Dip ATM card readers are my mortal enemy and honestly, if I could go all Splinter on them and raise a bunch of mutant turtles to avenge me by destroying them, I would.
So, I have long nails. No, not like regular long, like "an inch past my fingertips and filed to a point" long because I’m a monster.
(Note: I am not actually to my knowledge a monster.)
I have these for a variety of reasons, and most of them are fingernail fetishists, but I also kinda like the things. They make my hands look bigger (I have weirdly small hands, it’s super creepy) and they’re not something you see a whole lot of around where I live. I also like them because they’re impractical, glamorous and kind of upsetting, just like me.
So how do I manage to live with the things? Very carefully for one. (One has to be somewhat careful to avoid breaking them, even though they’re acrylic), but beyond that:
1. I don’t put my finger tips into jars of face cream, because a) EW! If you do you’re getting SO many germs in there I cannot even, and b) you will end up with cream under your nails and it’ll be gross and hard to clean out and you don’t want that. Instead, get yourself some of these cosmetic spoons if your skin care products didn’t come with them already. If you don’t use disposable ones, make sure to thoroughly wash and sanitize after use (I wash with regular soap and then rub them down with 99% alcohol). For lip glosses in a pot style container, a clean lip brush makes all the difference. If you’re not as committed to keeping products ultra sanitary, a bent knuckle will do for wide-mouthed jars.
━━━
◆ Requirements
A - Duplicate the post about long nails between "Dip ATM card" and "knowledge a monster.)", inclusive.
B - Rescale only the rows between the lines holding "like [1164, 188]." and "Target: green pine tree", inclusive. Give those lines again with their requests. Multiply every answer point coordinate by 2.6 and round to whole numbers, halves up. Leave the requests and their sample points unchanged.

◆ Data extract
━━━
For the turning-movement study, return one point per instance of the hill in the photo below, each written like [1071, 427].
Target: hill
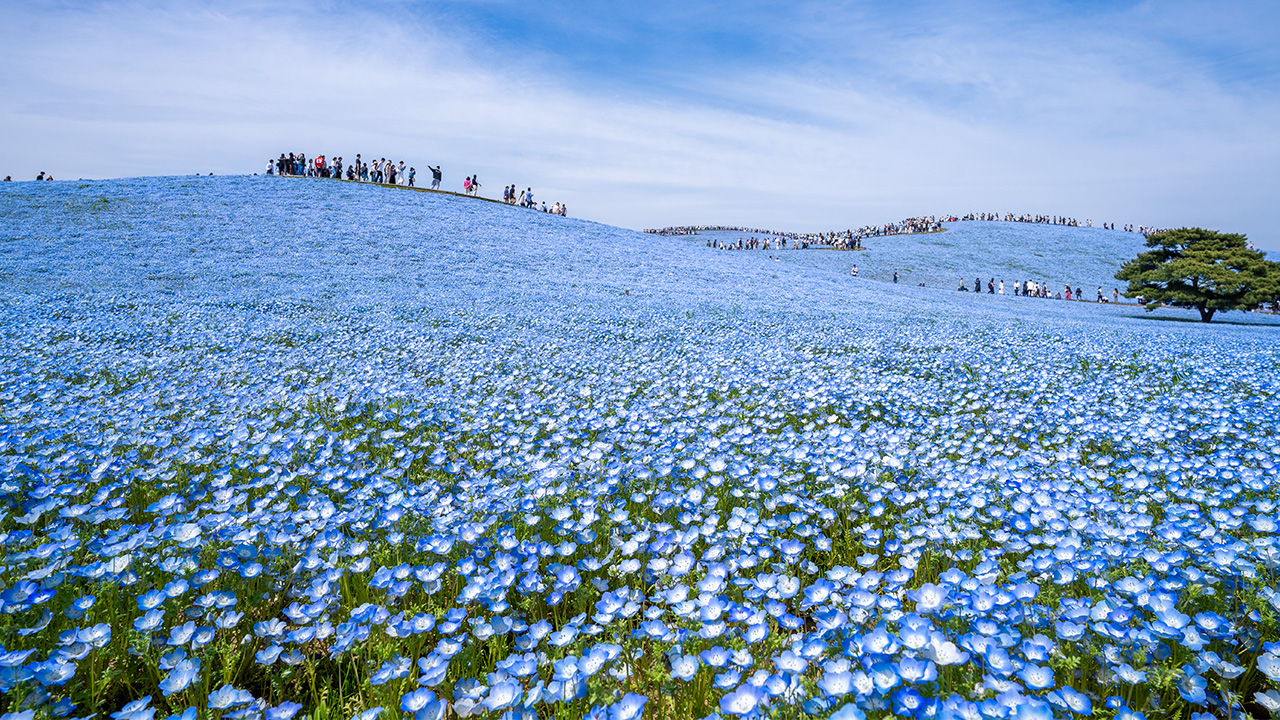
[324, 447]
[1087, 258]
━━━
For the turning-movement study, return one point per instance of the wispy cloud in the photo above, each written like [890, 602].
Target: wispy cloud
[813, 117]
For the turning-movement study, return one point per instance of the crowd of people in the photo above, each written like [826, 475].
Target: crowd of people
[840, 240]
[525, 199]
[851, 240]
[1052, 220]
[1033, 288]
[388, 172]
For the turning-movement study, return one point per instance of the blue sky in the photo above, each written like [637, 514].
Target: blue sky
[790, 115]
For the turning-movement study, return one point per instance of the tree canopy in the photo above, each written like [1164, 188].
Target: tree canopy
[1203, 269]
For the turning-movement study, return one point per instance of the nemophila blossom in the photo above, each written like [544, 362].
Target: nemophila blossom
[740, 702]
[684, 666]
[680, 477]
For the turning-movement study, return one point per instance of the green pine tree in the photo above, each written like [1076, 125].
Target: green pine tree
━━━
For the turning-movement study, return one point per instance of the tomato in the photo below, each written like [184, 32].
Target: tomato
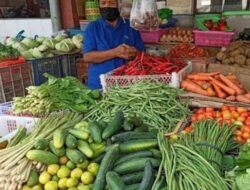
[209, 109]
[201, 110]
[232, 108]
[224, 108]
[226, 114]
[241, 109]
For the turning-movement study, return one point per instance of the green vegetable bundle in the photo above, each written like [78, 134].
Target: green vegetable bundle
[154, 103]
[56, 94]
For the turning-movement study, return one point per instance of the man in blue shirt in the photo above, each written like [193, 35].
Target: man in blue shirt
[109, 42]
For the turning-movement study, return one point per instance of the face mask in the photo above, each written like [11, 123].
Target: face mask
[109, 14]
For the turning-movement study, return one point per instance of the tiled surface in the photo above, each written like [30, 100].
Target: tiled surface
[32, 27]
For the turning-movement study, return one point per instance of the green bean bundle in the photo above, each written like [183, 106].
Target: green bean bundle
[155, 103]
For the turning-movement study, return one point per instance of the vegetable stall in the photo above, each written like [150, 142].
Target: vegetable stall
━━━
◆ Solved problems
A -
Dip ATM card readers are my mortal enemy and honestly, if I could go all Splinter on them and raise a bunch of mutant turtles to avenge me by destroying them, I would.
So, I have long nails. No, not like regular long, like "an inch past my fingertips and filed to a point" long because I’m a monster.
(Note: I am not actually to my knowledge a monster.)

B -
For the turning-movement study, return one point per instance of the tree canopy in the photo above, each written like [1164, 188].
Target: tree canopy
[3128, 699]
For the turning-movement study, return one point per instance of the nemophila blossom in the photo above, each written like [544, 362].
Target: nemophila blossom
[1924, 1825]
[1778, 1732]
[1768, 1240]
For the turning-movement study, return one point per instance of the green pine tree in the photo above, each written like [1076, 125].
Target: green pine tree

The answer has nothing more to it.